# Task instructions:
Go through the listing and copy every line word for word.

########

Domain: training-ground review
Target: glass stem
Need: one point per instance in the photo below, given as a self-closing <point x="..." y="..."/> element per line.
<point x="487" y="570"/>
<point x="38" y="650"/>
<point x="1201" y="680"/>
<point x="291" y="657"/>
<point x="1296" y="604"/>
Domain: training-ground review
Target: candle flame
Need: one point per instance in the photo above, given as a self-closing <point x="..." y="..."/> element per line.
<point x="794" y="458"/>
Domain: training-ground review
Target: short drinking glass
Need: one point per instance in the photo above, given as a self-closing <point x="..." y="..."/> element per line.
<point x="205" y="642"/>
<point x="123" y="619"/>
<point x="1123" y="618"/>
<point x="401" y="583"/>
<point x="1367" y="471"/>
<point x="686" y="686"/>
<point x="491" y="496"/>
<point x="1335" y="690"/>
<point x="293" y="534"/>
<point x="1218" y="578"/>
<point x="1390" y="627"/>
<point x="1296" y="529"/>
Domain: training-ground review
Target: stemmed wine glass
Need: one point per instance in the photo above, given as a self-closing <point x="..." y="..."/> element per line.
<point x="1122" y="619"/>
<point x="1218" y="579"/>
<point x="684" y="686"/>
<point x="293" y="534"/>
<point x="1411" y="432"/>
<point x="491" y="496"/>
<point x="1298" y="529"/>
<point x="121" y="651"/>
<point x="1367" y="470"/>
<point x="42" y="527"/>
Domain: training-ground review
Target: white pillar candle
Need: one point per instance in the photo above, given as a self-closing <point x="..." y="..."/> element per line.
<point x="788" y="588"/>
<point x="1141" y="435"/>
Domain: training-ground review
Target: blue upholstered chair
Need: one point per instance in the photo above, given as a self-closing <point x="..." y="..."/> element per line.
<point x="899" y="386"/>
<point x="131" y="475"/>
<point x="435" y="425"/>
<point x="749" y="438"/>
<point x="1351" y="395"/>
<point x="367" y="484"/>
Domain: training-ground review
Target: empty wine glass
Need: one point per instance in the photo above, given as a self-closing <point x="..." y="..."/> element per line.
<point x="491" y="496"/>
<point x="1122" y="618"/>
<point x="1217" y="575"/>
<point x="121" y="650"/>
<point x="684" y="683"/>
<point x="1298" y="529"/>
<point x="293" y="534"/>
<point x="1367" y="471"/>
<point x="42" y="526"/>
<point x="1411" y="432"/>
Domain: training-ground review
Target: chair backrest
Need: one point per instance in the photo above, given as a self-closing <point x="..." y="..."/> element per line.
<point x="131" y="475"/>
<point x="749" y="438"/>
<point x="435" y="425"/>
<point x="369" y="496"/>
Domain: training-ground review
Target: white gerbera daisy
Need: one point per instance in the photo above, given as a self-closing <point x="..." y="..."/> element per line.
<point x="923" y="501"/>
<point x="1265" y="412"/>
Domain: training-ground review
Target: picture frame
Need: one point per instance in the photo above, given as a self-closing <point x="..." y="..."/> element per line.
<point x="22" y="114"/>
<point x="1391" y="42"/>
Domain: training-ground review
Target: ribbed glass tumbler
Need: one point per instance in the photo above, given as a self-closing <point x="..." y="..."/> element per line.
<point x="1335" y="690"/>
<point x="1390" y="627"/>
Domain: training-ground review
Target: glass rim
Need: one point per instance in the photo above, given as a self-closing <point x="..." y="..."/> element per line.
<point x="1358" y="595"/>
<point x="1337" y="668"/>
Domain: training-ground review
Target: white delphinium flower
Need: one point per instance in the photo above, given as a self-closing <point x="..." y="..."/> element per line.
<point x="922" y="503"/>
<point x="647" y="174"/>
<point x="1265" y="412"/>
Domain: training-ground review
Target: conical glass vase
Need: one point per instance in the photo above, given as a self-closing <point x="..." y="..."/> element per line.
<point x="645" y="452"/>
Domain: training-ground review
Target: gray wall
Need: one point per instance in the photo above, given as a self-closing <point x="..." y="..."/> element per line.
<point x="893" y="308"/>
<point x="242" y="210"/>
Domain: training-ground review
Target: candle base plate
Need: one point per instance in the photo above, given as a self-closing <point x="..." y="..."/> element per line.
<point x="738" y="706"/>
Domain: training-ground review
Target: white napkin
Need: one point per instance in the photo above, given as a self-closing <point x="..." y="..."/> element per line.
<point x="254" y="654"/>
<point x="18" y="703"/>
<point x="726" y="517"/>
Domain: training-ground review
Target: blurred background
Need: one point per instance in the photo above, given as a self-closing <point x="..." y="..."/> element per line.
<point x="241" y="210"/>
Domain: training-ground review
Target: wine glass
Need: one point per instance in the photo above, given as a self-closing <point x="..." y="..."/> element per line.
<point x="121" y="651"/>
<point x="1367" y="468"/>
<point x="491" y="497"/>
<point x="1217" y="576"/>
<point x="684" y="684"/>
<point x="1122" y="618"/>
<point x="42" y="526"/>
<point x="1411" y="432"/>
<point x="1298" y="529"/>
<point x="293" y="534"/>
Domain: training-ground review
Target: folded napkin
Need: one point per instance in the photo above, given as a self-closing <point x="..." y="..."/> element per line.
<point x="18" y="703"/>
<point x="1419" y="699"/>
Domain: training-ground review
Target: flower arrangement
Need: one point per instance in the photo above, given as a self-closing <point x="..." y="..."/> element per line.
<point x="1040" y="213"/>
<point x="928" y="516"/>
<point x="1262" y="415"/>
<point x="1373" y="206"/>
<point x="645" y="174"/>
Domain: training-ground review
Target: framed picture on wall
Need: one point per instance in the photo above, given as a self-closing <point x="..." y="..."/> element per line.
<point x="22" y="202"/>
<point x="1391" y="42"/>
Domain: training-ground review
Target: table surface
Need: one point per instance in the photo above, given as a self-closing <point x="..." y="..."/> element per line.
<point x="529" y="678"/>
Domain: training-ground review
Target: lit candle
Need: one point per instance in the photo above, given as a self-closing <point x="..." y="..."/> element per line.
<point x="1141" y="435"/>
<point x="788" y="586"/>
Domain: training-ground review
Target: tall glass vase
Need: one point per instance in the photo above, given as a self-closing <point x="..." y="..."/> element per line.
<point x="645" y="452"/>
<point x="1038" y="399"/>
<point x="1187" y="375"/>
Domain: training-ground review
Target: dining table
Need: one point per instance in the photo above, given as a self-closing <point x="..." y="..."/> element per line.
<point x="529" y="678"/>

########

# Full output:
Domain: training-ground review
Target: glass stem
Need: one point per instance in the photo below, given as a self-closing <point x="..." y="..."/> element per line.
<point x="487" y="570"/>
<point x="38" y="650"/>
<point x="1201" y="680"/>
<point x="291" y="657"/>
<point x="1296" y="604"/>
Domain: training-ground review
Target: candle flame
Need: one point per instance in the photo above, given as a self-closing <point x="..." y="..."/> element per line.
<point x="794" y="458"/>
Domain: training-ground review
Target: short drinking glass
Need: one point per instance in the photo above, given as a self-closing <point x="..." y="..."/> element per line.
<point x="205" y="642"/>
<point x="123" y="619"/>
<point x="1123" y="618"/>
<point x="401" y="583"/>
<point x="1367" y="471"/>
<point x="686" y="686"/>
<point x="491" y="496"/>
<point x="1335" y="690"/>
<point x="293" y="534"/>
<point x="1218" y="578"/>
<point x="1390" y="627"/>
<point x="1296" y="529"/>
Domain: training-ground review
Target: stemmed wine glass
Need: one point per instance in the photo above, given as a self-closing <point x="..." y="..."/> element per line.
<point x="1122" y="619"/>
<point x="1218" y="579"/>
<point x="684" y="686"/>
<point x="293" y="534"/>
<point x="1411" y="432"/>
<point x="491" y="496"/>
<point x="1298" y="529"/>
<point x="121" y="651"/>
<point x="1367" y="470"/>
<point x="42" y="527"/>
Domain: training-ground review
Target: white pillar candle
Need: one point per instance in the photo above, given as a self-closing <point x="..." y="..."/> element per line.
<point x="788" y="588"/>
<point x="1141" y="435"/>
Domain: training-ground review
Target: blue upholstered chair
Need: one point per instance in the photo above, given as a self-closing <point x="..." y="..."/> element per line.
<point x="899" y="386"/>
<point x="131" y="475"/>
<point x="435" y="425"/>
<point x="749" y="438"/>
<point x="1351" y="395"/>
<point x="367" y="484"/>
Domain: training-ground review
Target: empty wine glass
Need: one point per instance in the photo above, given as a self-closing <point x="..." y="..."/> element per line.
<point x="491" y="496"/>
<point x="1122" y="618"/>
<point x="1217" y="575"/>
<point x="121" y="650"/>
<point x="684" y="683"/>
<point x="1298" y="529"/>
<point x="293" y="534"/>
<point x="1367" y="471"/>
<point x="42" y="526"/>
<point x="1411" y="432"/>
Domain: training-ground review
Target: chair backrest
Need: one point per instance in the photo above, given as a self-closing <point x="..." y="..."/> element per line.
<point x="131" y="475"/>
<point x="749" y="438"/>
<point x="435" y="425"/>
<point x="369" y="496"/>
Domain: training-ground review
Target: white gerbera daisy
Need: one point per instance in the photo above, given as a self-closing <point x="..." y="..."/> element per line.
<point x="923" y="501"/>
<point x="1265" y="412"/>
Domain: training-ground review
Target: picture frame
Need: one point per instance in the photo above, given as a self-closing <point x="..." y="..."/> element per line.
<point x="22" y="114"/>
<point x="1391" y="42"/>
Domain: training-ground review
Target: ribbed glass tumbler
Need: one point per instance in the photo above, given as a self-closing <point x="..." y="..."/> element per line.
<point x="1335" y="690"/>
<point x="1390" y="627"/>
Domain: training-ground review
Target: glass rim
Need: one point per instance in the photo above, given as a self-closing <point x="..." y="..."/> element per line.
<point x="1358" y="595"/>
<point x="1337" y="668"/>
Domain: training-ground review
Target: white delphinium flower
Need: one point per instance in the photo above, given as a self-closing <point x="..." y="..."/> element per line.
<point x="922" y="503"/>
<point x="647" y="174"/>
<point x="1265" y="412"/>
Domain: training-ground review
Target: conical glass vase
Need: one point per instance in the photo above, given as a self-closing <point x="..." y="..."/> element per line.
<point x="645" y="452"/>
Domain: training-ground review
Target: gray wall
Need: one point per instance in the photo above, given as a self-closing <point x="..." y="..."/> element per line.
<point x="893" y="308"/>
<point x="242" y="210"/>
Domain: training-ground review
Target: candle base plate
Need: one point per instance in the photo above, given as a self-closing <point x="..." y="..."/> element per line.
<point x="738" y="706"/>
Domain: training-ground review
Target: white napkin
Need: one point per instance in the photo above, given as a self-closing <point x="..." y="..."/> element per line.
<point x="254" y="654"/>
<point x="18" y="703"/>
<point x="726" y="517"/>
Domain: training-ground review
Target: blurred background
Need: one point per instance in the photo above, given as a self-closing <point x="..." y="..."/> element per line.
<point x="241" y="210"/>
Domain: training-ground review
Target: wine glass
Need: one point per instance in the photo above, given as a self-closing <point x="..." y="..."/> element per line.
<point x="121" y="651"/>
<point x="1367" y="468"/>
<point x="491" y="497"/>
<point x="1217" y="576"/>
<point x="684" y="684"/>
<point x="1122" y="618"/>
<point x="42" y="526"/>
<point x="1411" y="432"/>
<point x="1298" y="529"/>
<point x="293" y="534"/>
Domain: training-ground review
Target: folded napkin
Need: one point per instance in the photo above, given as a self-closing <point x="..." y="..."/> element per line.
<point x="18" y="703"/>
<point x="1419" y="699"/>
Domain: training-ground review
Target: flower arrangement
Need: one point per instance in the photo above, given as a self-closing <point x="..." y="..."/> element per line.
<point x="1040" y="213"/>
<point x="928" y="516"/>
<point x="1262" y="415"/>
<point x="1373" y="206"/>
<point x="645" y="174"/>
Domain: training-ground review
Target: framed picture on wall
Need: one point per instance in the photo above, given as a self-closing <point x="..." y="..."/> element per line.
<point x="22" y="202"/>
<point x="1391" y="42"/>
Domain: training-ground review
Target: table surface
Need: one point per instance in the photo above, given as a self-closing <point x="..." y="..."/> element per line.
<point x="529" y="678"/>
Domain: training-ground review
Target: lit candle
Need: one point per instance in the photo above, given as a self-closing <point x="..." y="..."/> element per line.
<point x="1141" y="435"/>
<point x="788" y="586"/>
Domain: training-ground review
Target: tall glass vase
Need: one point per instance in the photo above, given as a self-closing <point x="..." y="..."/> element per line.
<point x="645" y="452"/>
<point x="1038" y="399"/>
<point x="1187" y="375"/>
Domain: training-ground review
Target: dining table
Need: one point per instance in the photo above, given as a self-closing <point x="..." y="..."/> element per line.
<point x="529" y="678"/>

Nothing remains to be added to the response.